TEXTAUSZUG >>
▬▬▬▬▬▬▬▬▬▬

Natürlich wirkt es sich auf Zufriedenheit aus, wenn in den meisten Unternehmen immer noch eine Kultur herrscht, die Präsenz mehr honoriert als Leistung, und Mütter, die Aufgaben im Home-Office erledigen, dafür weniger wertschätzt als Menschen, die sich im Büro zeigen. Und ebenso beeinflusst der Rabenmutter-Mythos nach wie vor Mütter, die viel arbeiten sowie es Männer beeinflusst, dass sie in Teilzeit als Weicheier gelten, die unter dem Pantoffel ihrer Partnerin stehen. Solange also Führungsebenen eine Männer- und Kindererziehung eine Frauendomäne sind, werden diese Vorurteile so bleiben – und eine Gesellschaft produzieren, in der die meisten so leben.

Geschlechterdomänen lassen sich durch mehr Wahlmöglichkeiten auflösen

Diese Geschlechterdomänen werden nicht allein dadurch aufgelöst, indem jede*r einzeln*e immer wieder traditionelle Rollenbilder hinterfragt, sondern indem auch konkrete Reformen in der Arbeitswelt greifen – das eine geht nicht ohne das andere. Da sich gesellschaftliche Rollenbilder nur langsam wandeln, können hier Veränderungen in der Arbeitswelt wichtige Impulse setzen, die es möglich machen, typische Geschlechterrollen überführen in mehr Vielfalt.  Wenn etwa die 40-Stunden-Woche abgeschafft und sich eine 30- oder gar 25-Stunden-Woche als Vollzeitarbeit – bei gleicher Bezahlung – durchsetzen würde, könnten Männer weiterhin ihr Wohlgefühl aus einer vollen Stelle und dem Label „Leistungsträger“ ziehen, und sich dennoch mehr in der Care-Arbeit einbringen und sich an diese Doppelrolle gewöhnen. Und Mütter, die sich aufgrund von persönlichen Entscheidungen oder aber durch den Mangel an Betreuungsmöglichkeiten (auch aufgrund der mangelnden Unterstützung durch ihre Partner), für weniger Arbeitsstunden entschieden haben, würden den Nachteilen entkommen, die Teilzeit-Stellen immer noch mit sich bringen: Altersarmut und weniger Karriere-Möglichkeiten. Win-Win für alle!

Denkbar wäre auch, das 40-Stunden-Modell beizubehalten, aber Care-Arbeit endlich mit mehr als ein paar lächerlichen Rentenpunkten zu entlohnen. Und, jetzt wird es richtig ambitioniert: Es wäre sogar beides denkbar – eine Verringerung der Erwerbsarbeit und eine faire Entlohnung der Care-Arbeit – was eine Situation schaffen würde, in der jede*r frei ist, sein Leben so zu gestalten, wie es individuell am besten für die eigene Familie ist.

▬▬▬▬▬▬▬▬▬▬

DATEN ZUR ANALYSE >>
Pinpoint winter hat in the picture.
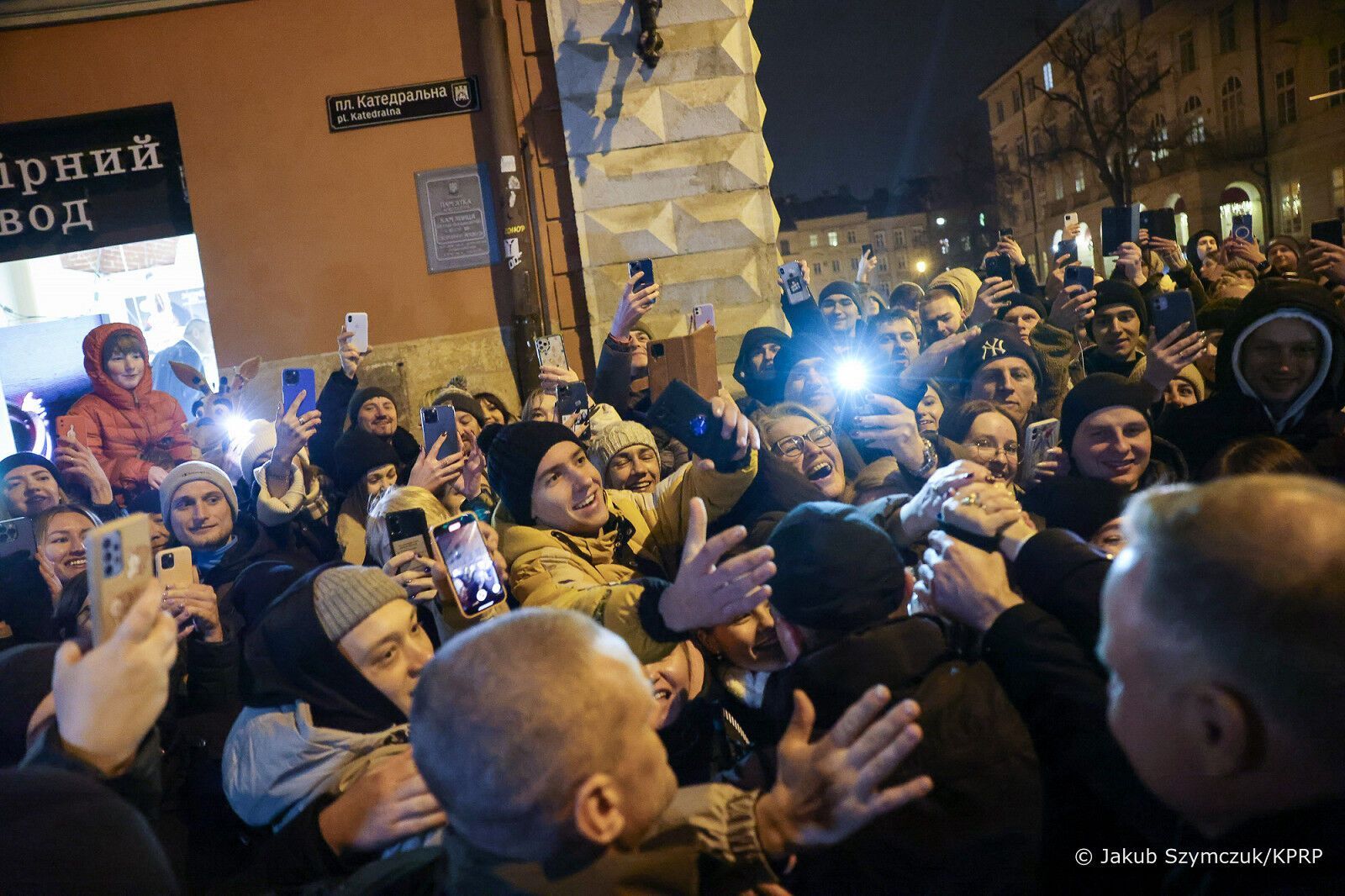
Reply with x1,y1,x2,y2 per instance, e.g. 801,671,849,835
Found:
345,386,397,425
767,500,906,631
1088,280,1148,335
0,451,61,479
995,292,1049,320
314,567,406,645
1022,477,1130,540
775,332,836,382
159,460,238,519
926,268,980,316
238,419,276,482
818,280,859,305
589,419,659,477
430,377,486,426
331,426,401,491
486,419,583,526
955,320,1042,387
1060,372,1152,455
1173,365,1205,401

▬▬▬▬▬▬▬▬▬▬

MATERIAL ERKUNDEN >>
1. Geben Sie aus dem Textauszug die Passage zwischen „Natürlich wirkt es“ und „meisten so leben.“ einschließlich dieser Wörter wortgetreu wieder.
2. Übersetzen Sie den folgenden Satz aus dem Textauszug ins Englische: „Denkbar wäre auch, das 40-Stunden-Modell beizubehalten, aber Care-Arbeit endlich mit mehr als ein paar lächerlichen Rentenpunkten zu entlohnen.“
3. Welche Nachteile bringen Teilzeitstellen laut dem Textauszug immer noch mit sich?

LÖSUNGEN DER AUFGABEN >>
1.
Natürlich wirkt es sich auf Zufriedenheit aus, wenn in den meisten Unternehmen immer noch eine Kultur herrscht, die Präsenz mehr honoriert als Leistung, und Mütter, die Aufgaben im Home-Office erledigen, dafür weniger wertschätzt als Menschen, die sich im Büro zeigen. Und ebenso beeinflusst der Rabenmutter-Mythos nach wie vor Mütter, die viel arbeiten sowie es Männer beeinflusst, dass sie in Teilzeit als Weicheier gelten, die unter dem Pantoffel ihrer Partnerin stehen. Solange also Führungsebenen eine Männer- und Kindererziehung eine Frauendomäne sind, werden diese Vorurteile so bleiben – und eine Gesellschaft produzieren, in der die meisten so leben.

2. It would also be conceivable to keep the 40-hour model but finally to compensate care work with more than a few ridiculous pension points.

3. Teilzeitstellen bringen Altersarmut und weniger Karriere-Möglichkeiten mit sich.